From the listing below, extract each entry exactly as written, minus the images.

[Pointing records]

-=-=-=-=-

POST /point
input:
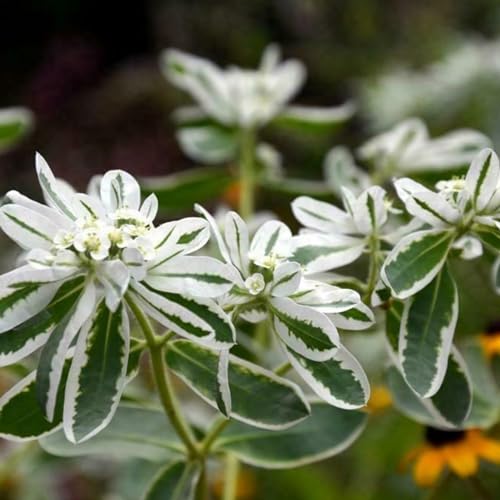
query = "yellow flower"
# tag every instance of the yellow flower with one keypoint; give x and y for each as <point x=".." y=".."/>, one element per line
<point x="460" y="451"/>
<point x="380" y="399"/>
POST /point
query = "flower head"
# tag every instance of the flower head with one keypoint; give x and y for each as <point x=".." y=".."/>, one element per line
<point x="88" y="256"/>
<point x="460" y="451"/>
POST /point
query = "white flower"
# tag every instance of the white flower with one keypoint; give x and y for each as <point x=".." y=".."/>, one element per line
<point x="84" y="253"/>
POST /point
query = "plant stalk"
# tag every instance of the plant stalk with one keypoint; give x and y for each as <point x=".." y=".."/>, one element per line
<point x="163" y="382"/>
<point x="247" y="173"/>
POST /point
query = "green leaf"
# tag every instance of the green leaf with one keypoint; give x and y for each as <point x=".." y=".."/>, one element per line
<point x="486" y="394"/>
<point x="304" y="330"/>
<point x="393" y="325"/>
<point x="209" y="144"/>
<point x="450" y="407"/>
<point x="98" y="373"/>
<point x="134" y="432"/>
<point x="21" y="416"/>
<point x="489" y="235"/>
<point x="176" y="481"/>
<point x="415" y="261"/>
<point x="15" y="123"/>
<point x="259" y="397"/>
<point x="22" y="340"/>
<point x="314" y="119"/>
<point x="180" y="191"/>
<point x="340" y="381"/>
<point x="327" y="432"/>
<point x="426" y="334"/>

-=-=-=-=-

> [ANSWER]
POST /point
input:
query = "yellow flower"
# tag every instance of the yellow flower with one keypoint; give x and y for each as <point x=".." y=".."/>, one element per line
<point x="460" y="451"/>
<point x="380" y="399"/>
POST /point
query = "flower head"
# tag every instance of the flower head with one keypoint; give x and y for each as <point x=".." y=".."/>, one element per line
<point x="88" y="256"/>
<point x="460" y="451"/>
POST /point
query = "white flower"
# tag every instance of the white flower with one keypoint; give x and y for each as <point x=".." y=".."/>, one element per line
<point x="84" y="253"/>
POST /point
query = "plant stalk"
# tag every instance of the plant stalk with one keypoint; give x and y for each as <point x=".." y=".."/>, one element per line
<point x="163" y="382"/>
<point x="247" y="173"/>
POST /point
query = "green leaf"
# tag every instance of the green leaf with one keypoint; give x and y for each as <point x=".." y=".."/>, one element per line
<point x="486" y="394"/>
<point x="304" y="330"/>
<point x="393" y="325"/>
<point x="209" y="144"/>
<point x="450" y="407"/>
<point x="98" y="373"/>
<point x="134" y="432"/>
<point x="21" y="416"/>
<point x="489" y="235"/>
<point x="176" y="481"/>
<point x="415" y="261"/>
<point x="15" y="123"/>
<point x="259" y="397"/>
<point x="22" y="340"/>
<point x="314" y="119"/>
<point x="180" y="191"/>
<point x="340" y="381"/>
<point x="327" y="432"/>
<point x="426" y="334"/>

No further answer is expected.